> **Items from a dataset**
- - -

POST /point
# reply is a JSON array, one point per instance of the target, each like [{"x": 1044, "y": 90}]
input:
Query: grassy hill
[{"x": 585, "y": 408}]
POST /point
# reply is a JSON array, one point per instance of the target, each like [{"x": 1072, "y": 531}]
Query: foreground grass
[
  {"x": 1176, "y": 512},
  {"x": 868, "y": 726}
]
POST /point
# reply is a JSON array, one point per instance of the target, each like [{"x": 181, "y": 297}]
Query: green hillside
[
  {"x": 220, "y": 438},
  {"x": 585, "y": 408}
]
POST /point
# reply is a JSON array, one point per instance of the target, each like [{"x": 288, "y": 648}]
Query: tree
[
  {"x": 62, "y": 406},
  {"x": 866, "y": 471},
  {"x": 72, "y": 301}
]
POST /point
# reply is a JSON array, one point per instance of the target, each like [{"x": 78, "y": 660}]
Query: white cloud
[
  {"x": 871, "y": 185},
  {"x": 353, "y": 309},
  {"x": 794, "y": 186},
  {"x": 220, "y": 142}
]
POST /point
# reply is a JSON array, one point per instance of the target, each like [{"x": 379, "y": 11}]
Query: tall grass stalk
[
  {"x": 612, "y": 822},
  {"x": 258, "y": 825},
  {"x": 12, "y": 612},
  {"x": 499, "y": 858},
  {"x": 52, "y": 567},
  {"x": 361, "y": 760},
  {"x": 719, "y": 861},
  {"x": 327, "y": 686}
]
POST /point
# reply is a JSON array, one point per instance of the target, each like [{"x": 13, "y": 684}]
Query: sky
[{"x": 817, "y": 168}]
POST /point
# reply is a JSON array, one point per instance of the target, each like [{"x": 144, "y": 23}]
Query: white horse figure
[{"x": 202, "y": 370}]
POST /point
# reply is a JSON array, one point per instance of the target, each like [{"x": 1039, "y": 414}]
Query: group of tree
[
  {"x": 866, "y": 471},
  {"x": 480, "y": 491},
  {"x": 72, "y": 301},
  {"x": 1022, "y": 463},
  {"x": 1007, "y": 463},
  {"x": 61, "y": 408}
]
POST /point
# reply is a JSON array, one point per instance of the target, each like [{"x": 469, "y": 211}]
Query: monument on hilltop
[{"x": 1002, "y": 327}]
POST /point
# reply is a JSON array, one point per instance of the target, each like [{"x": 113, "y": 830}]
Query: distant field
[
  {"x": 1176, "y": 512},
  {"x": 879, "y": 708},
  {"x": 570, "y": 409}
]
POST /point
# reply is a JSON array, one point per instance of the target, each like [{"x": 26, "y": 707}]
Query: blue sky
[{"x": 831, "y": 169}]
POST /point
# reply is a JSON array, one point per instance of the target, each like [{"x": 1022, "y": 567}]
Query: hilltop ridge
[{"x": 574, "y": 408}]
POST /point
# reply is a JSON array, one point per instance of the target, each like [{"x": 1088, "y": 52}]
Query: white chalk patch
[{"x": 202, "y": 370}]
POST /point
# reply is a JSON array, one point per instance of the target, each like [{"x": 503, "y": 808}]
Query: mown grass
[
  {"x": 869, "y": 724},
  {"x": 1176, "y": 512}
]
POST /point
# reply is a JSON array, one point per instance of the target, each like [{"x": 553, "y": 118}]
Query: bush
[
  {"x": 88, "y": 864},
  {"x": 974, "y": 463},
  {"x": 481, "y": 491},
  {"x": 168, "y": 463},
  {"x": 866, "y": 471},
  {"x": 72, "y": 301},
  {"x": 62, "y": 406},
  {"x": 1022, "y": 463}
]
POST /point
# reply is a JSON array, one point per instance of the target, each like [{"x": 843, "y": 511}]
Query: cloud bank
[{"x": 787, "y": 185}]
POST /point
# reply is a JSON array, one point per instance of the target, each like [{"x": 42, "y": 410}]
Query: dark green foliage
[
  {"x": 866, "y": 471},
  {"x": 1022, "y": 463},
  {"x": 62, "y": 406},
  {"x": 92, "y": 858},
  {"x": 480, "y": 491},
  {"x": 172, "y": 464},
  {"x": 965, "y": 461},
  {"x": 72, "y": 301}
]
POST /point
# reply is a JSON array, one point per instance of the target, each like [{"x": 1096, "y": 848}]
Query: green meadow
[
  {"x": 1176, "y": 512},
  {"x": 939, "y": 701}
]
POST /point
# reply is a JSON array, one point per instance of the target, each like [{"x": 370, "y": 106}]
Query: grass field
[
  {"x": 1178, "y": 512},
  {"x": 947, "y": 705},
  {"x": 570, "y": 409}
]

- - -

Copy the data exactly. Leave nothing out.

POST /point
# reply is a JSON array, one point per instance of the target, each like [{"x": 1044, "y": 90}]
input:
Query: grassy hill
[{"x": 585, "y": 408}]
POST /point
# reply is a JSON array, one point per instance of the target, each like [{"x": 1072, "y": 531}]
Query: foreground grass
[
  {"x": 1176, "y": 512},
  {"x": 868, "y": 726}
]
POST /point
# reply is a JSON array, one point per instance of the target, each like [{"x": 181, "y": 297}]
Query: green hillside
[
  {"x": 220, "y": 438},
  {"x": 585, "y": 408}
]
POST /point
# reply is a JSON array, one point per instance of the target, each like [{"x": 288, "y": 648}]
Query: tree
[
  {"x": 62, "y": 406},
  {"x": 866, "y": 471},
  {"x": 72, "y": 301}
]
POST /point
# reply is a JSON array, one point per instance of the target, each like [{"x": 78, "y": 660}]
Query: white cloud
[
  {"x": 871, "y": 185},
  {"x": 353, "y": 309},
  {"x": 794, "y": 186},
  {"x": 220, "y": 142}
]
POST /point
# reply is a JSON array, one point per instance of the target, each like [{"x": 379, "y": 11}]
Query: tall grass stalk
[
  {"x": 612, "y": 822},
  {"x": 258, "y": 825},
  {"x": 12, "y": 612},
  {"x": 499, "y": 858},
  {"x": 52, "y": 567},
  {"x": 361, "y": 760},
  {"x": 719, "y": 861},
  {"x": 327, "y": 686}
]
POST /point
# reply is a JSON array, one point per instance of the target, each like [{"x": 13, "y": 684}]
Query: sky
[{"x": 817, "y": 168}]
POST /point
# reply is a JSON array, one point per instance of the target, each like [{"x": 144, "y": 23}]
Query: white horse figure
[{"x": 202, "y": 370}]
POST /point
# reply is a JSON array, one point per instance of the target, each like [{"x": 1039, "y": 414}]
Query: group of tree
[
  {"x": 866, "y": 471},
  {"x": 480, "y": 491},
  {"x": 72, "y": 301},
  {"x": 1022, "y": 463},
  {"x": 1007, "y": 463},
  {"x": 61, "y": 408}
]
POST /point
# reply is a JSON array, one point per instance of the target, each like [{"x": 469, "y": 211}]
Query: monument on hilltop
[{"x": 1002, "y": 327}]
POST /point
# reply is a JSON array, one point per instance of the target, each like [{"x": 113, "y": 830}]
Query: distant field
[
  {"x": 1176, "y": 512},
  {"x": 879, "y": 708},
  {"x": 570, "y": 409}
]
POST /point
# reply is a JSON array, one point per instance of the target, each like [{"x": 26, "y": 707}]
Query: blue sky
[{"x": 831, "y": 169}]
POST /point
# reply is a JSON array, one point per instance of the target, each like [{"x": 1022, "y": 567}]
Query: hilltop ridge
[{"x": 574, "y": 408}]
POST /point
# reply is a JSON array, one point per instance of the target, each like [{"x": 1088, "y": 52}]
Query: white chalk patch
[{"x": 202, "y": 370}]
POST /point
# reply is a JSON array, one point per instance of the target, each like [{"x": 503, "y": 808}]
Query: mown grass
[
  {"x": 869, "y": 724},
  {"x": 1176, "y": 512}
]
POST /point
# reply is a JSON array, one point per instance of the target, each like [{"x": 553, "y": 118}]
Query: bush
[
  {"x": 88, "y": 864},
  {"x": 974, "y": 463},
  {"x": 481, "y": 491},
  {"x": 168, "y": 463},
  {"x": 866, "y": 471},
  {"x": 72, "y": 301},
  {"x": 62, "y": 406},
  {"x": 1022, "y": 463}
]
POST /point
# reply is a JSON array, one point per instance of the target, each like [{"x": 843, "y": 511}]
Query: cloud bank
[{"x": 787, "y": 185}]
POST /point
# reply is a JSON array, one point per instance of the target, each like [{"x": 42, "y": 410}]
Query: dark green foliage
[
  {"x": 866, "y": 471},
  {"x": 1022, "y": 463},
  {"x": 62, "y": 406},
  {"x": 92, "y": 858},
  {"x": 480, "y": 491},
  {"x": 172, "y": 464},
  {"x": 965, "y": 461},
  {"x": 72, "y": 301}
]
POST /point
# reply is a JSON array, one point per instance of the target, each like [{"x": 1096, "y": 848}]
Query: green meadow
[
  {"x": 1176, "y": 512},
  {"x": 939, "y": 701}
]
POST /point
# reply is a JSON array, one point per instance of the target, each like [{"x": 370, "y": 106}]
Query: grass field
[
  {"x": 1178, "y": 512},
  {"x": 947, "y": 705},
  {"x": 570, "y": 409}
]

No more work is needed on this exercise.